Stated goal: Rewrite the part of the rows that opens with the line containing "such as [329,54]." and closes with the final row, changing "traffic light" to "traffic signal" and leaving all else unchanged.

──────── Records supplied ────────

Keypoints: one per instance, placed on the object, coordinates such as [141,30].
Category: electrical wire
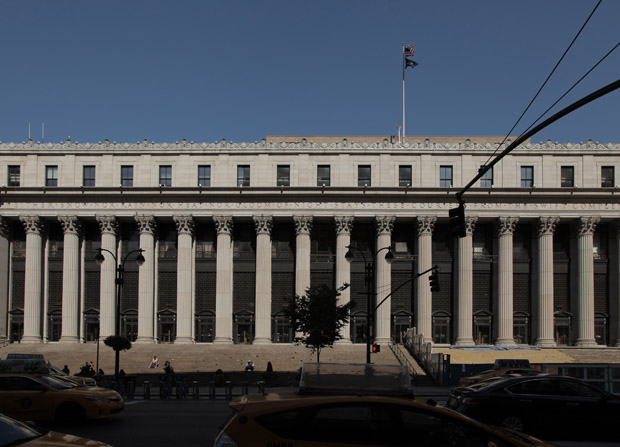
[570,89]
[546,80]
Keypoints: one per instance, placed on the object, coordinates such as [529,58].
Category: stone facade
[230,230]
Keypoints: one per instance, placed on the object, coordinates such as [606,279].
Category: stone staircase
[194,358]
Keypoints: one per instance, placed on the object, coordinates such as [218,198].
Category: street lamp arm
[400,287]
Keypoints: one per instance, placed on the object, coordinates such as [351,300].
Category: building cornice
[223,146]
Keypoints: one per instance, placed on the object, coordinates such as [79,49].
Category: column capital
[70,224]
[303,224]
[585,226]
[108,224]
[33,224]
[263,224]
[146,224]
[223,224]
[546,225]
[5,228]
[384,224]
[344,224]
[185,224]
[470,224]
[507,225]
[614,229]
[426,224]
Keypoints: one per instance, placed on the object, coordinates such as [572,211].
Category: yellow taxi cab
[355,405]
[14,433]
[33,395]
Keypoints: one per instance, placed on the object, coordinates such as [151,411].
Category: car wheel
[513,422]
[70,413]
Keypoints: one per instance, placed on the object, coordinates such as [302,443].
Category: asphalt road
[180,423]
[153,423]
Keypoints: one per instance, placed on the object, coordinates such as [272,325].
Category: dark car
[332,410]
[550,407]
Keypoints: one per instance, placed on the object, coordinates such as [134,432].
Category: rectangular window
[445,176]
[204,175]
[323,175]
[486,181]
[51,176]
[14,176]
[165,175]
[404,176]
[363,175]
[568,176]
[608,179]
[284,175]
[127,176]
[243,175]
[88,176]
[527,176]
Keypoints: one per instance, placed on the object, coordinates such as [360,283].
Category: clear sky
[244,69]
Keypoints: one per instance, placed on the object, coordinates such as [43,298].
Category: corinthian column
[385,226]
[185,278]
[585,280]
[146,280]
[5,268]
[614,284]
[33,290]
[107,282]
[505,335]
[70,279]
[424,305]
[263,226]
[543,319]
[303,226]
[224,280]
[344,225]
[465,286]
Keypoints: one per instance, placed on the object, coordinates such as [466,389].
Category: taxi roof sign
[355,378]
[29,366]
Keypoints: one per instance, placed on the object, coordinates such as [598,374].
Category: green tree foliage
[118,342]
[318,317]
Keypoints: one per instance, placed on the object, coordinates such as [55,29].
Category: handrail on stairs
[402,358]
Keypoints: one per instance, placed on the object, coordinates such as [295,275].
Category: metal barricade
[195,390]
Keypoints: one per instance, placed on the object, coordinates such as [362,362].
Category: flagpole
[404,66]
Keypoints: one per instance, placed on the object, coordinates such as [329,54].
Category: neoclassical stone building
[230,230]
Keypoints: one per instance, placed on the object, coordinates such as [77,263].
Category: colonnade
[542,302]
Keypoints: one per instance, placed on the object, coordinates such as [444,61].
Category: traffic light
[457,221]
[434,280]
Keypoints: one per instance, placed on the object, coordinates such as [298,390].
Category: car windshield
[13,432]
[58,383]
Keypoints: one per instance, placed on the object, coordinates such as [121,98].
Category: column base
[31,339]
[586,343]
[464,342]
[505,342]
[546,342]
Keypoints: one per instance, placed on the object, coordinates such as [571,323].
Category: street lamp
[369,269]
[120,270]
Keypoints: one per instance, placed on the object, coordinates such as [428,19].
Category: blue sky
[243,69]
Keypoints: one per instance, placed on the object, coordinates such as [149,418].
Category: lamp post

────────

The solution:
Keypoints: one per instance, placed on the object, coordinates such as [329,54].
Category: neoclassical stone building
[230,230]
Keypoints: one per instance, placed on the object, coordinates such as [77,263].
Category: colonnade
[542,302]
Keypoints: one per instance, placed on the object, coordinates such as [444,61].
Category: traffic signal
[457,221]
[434,280]
Keypoints: one per instance, placed on the object, coordinates such as [298,390].
Category: car windshield
[13,432]
[58,383]
Keypoints: one per instance, placed on the object, coordinates such as [121,98].
Category: column base
[31,339]
[586,343]
[464,342]
[505,342]
[546,342]
Keypoints: one per instance, placed on the object, coordinates such as [571,323].
Category: street lamp
[369,269]
[120,270]
Keypoints: one per instance, placed on the object, coordinates such as [428,19].
Category: blue sky
[243,69]
Keypoints: one per instance, placed on the object, coordinates such as [149,418].
Category: lamp post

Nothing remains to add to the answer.